--- EXERCISE DESCRIPTION ---
Show every line in the data below that contains the string "basket". Case counts.

--- EXCERPTED RECORDS ---
##############################

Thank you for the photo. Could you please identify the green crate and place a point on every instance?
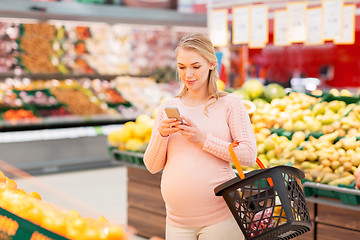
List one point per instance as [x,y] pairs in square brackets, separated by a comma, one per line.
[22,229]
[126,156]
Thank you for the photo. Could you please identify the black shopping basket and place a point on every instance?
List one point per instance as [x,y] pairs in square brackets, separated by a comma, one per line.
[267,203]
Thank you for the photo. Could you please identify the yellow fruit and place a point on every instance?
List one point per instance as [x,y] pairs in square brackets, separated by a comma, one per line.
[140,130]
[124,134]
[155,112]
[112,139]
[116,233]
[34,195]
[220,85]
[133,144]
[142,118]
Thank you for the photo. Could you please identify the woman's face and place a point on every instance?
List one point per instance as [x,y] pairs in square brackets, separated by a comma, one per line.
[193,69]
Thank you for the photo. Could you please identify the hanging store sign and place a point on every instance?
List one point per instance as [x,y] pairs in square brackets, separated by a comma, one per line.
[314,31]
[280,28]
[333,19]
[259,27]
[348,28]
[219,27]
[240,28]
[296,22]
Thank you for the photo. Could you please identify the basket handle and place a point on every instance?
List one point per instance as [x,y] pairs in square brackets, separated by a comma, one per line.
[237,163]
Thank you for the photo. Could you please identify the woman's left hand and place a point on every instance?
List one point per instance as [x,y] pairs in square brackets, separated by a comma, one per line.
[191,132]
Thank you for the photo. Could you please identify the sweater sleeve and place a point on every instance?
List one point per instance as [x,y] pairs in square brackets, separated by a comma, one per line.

##############################

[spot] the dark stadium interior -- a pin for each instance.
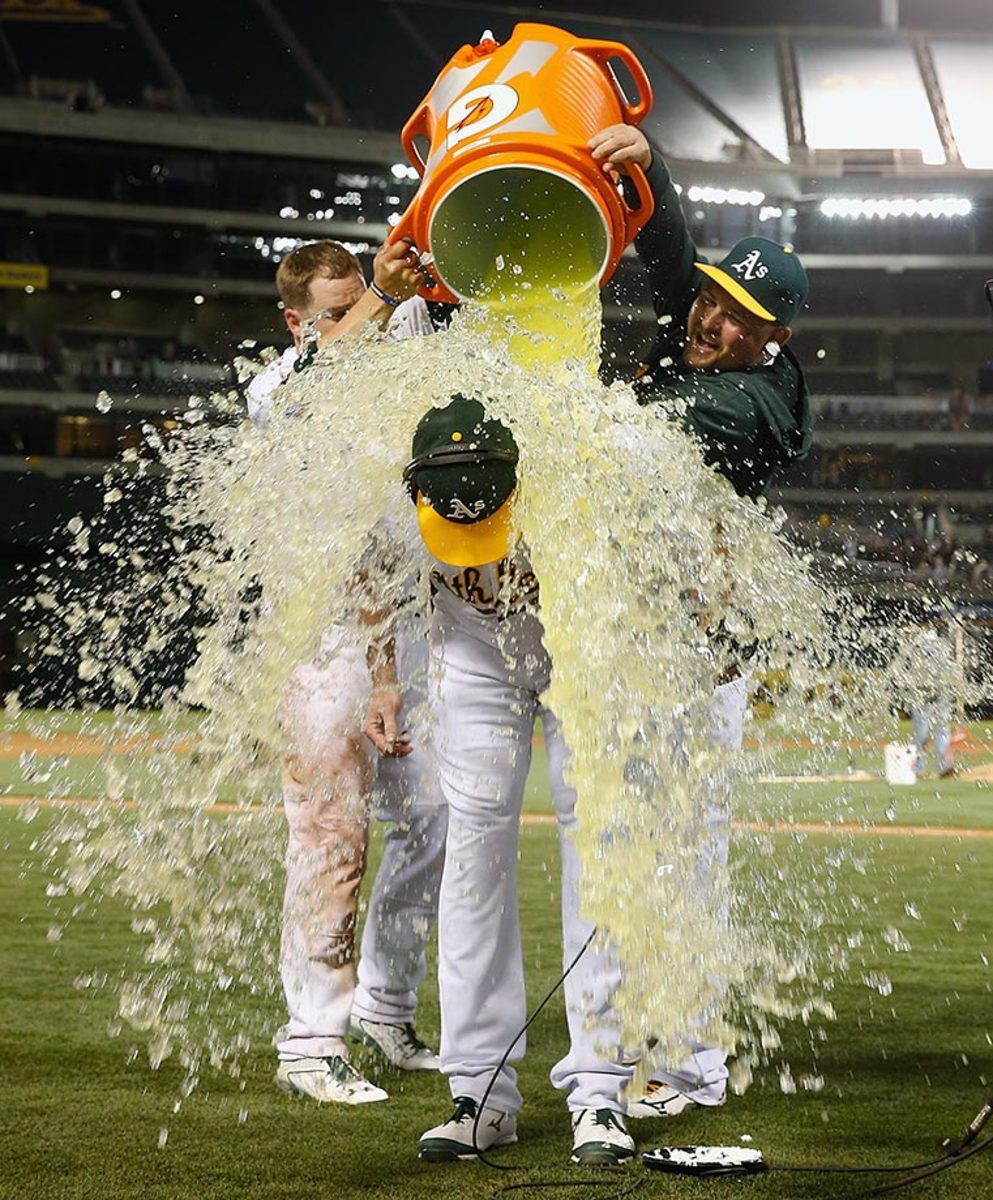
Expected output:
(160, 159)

##############################

--- TASK RESPONSE ---
Thank you for the photo. Could you please identify the black shopping basket and place a point on every instance?
Thank you for the photo. Could you please identify the basket handle and place a point on every instance?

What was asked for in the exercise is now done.